Rates of self-harm, depression, and suicide have increased significantly among South Koreans during the coronavirus pandemic, government statistics revealed this week.
Instances of self-harm in South Korea in the first half of 2020 increased by almost 36 percent compared to the same period last year, Deutsche Welle (DW) reported on Tuesday.
“A record 595,724 people have been treated for depression, up 5.8 percent on the first six months of 2019, while suicide rates have also risen,” DW said.
Dr. Park Chanmin, founder of the Seoul Central Mental Health Clinic, told DW that he has noticed a mental health crisis emerge in South Korea during the coronavirus pandemic.
“The biggest worry that I hear about now, the biggest insecurity is about people’s futures at this difficult time,” Dr. Park said.
“Since the start of the pandemic, people have become more and more worried about their jobs, they are seeing their incomes falling, and that is having an impact on their day-to-day lives,” he explained. “This is a trend that appears to be emerging.”
South Korean health authorities have noted an increase in the number of suicides by women, in particular, during the pandemic.

Records from a dataset:
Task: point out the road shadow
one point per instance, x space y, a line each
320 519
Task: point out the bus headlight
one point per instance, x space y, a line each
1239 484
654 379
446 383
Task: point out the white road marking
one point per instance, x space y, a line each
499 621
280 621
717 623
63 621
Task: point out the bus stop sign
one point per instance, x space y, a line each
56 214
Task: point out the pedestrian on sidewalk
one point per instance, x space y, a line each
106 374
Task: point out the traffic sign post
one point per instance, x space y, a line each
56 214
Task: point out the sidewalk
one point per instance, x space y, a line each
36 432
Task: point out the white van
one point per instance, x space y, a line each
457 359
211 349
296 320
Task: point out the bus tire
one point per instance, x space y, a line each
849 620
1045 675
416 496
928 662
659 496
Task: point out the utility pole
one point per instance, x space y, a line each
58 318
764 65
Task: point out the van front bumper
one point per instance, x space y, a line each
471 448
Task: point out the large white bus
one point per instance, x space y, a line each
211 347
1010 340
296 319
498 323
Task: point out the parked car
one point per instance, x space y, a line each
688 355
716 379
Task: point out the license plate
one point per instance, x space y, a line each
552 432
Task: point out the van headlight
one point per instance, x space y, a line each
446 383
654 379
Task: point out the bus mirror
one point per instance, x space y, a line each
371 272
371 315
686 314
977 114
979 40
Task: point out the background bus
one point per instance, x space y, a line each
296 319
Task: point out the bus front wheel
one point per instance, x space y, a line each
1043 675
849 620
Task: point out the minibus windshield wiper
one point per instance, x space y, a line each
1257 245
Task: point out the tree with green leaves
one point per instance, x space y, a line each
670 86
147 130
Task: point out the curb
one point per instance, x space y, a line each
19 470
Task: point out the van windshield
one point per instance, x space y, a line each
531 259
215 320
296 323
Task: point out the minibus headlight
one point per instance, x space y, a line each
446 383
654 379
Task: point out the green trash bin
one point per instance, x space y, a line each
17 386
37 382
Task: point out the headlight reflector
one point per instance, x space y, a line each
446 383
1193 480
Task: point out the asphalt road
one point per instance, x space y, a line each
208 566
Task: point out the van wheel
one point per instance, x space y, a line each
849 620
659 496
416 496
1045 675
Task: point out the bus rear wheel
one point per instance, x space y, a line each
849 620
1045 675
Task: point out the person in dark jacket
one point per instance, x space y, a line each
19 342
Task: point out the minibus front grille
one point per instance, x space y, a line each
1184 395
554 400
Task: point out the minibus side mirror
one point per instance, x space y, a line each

PROBLEM TO WORK ON
Continue the article on rising self-harm, depression, and suicide in South Korea during the pandemic from where it stops.

THE ANSWER
“For the first six months of Korea’s epidemic, Seoul women in their 20s attempted suicide four to five times more frequently than any other demographic,” the city’s official in charge of suicide prevention told the Korea Herald last week.
Between January and June this year, 1,924 women in their late teens and 20s committed suicide, according to data from the Korea Suicide Prevention Center. This indicates a 7.1 percent increase from last year’s figure of 1,796 suicides for the same demographic.
The suicide rate among young women rose by 17.9 percent in April at the height of South Korea’s coronavirus outbreak, according to the report. The peak infection period forced South Korea to impose strict lockdown measures that likely caused depression and anxiety among young Koreans accustomed to dynamic social lives.
“Schools and universities were shut down, companies were attempting to arrange for employees to work from home, firms were going under, and opportunities to go out with friends or family for meals or drinks simply vanished due to the virus,” DW notes.
Korean sociologist Shin Jin-wook offered some possible explanations for the disproportionate rise in suicide rates among women during the pandemic.
“Women [in South Korea] are more vulnerable to violence, discrimination, and poverty – which may contribute to suicidal risks,” he told the Korea Herald. According to the report, women are disproportionately represented in South Korea’s low-paying, informal workforce.
“Help from public sectors has been cut off or limited due to physical distancing,” Shin added. “But until the crisis is over and we have the full picture, it will be hard to find clear answers,” he cautioned.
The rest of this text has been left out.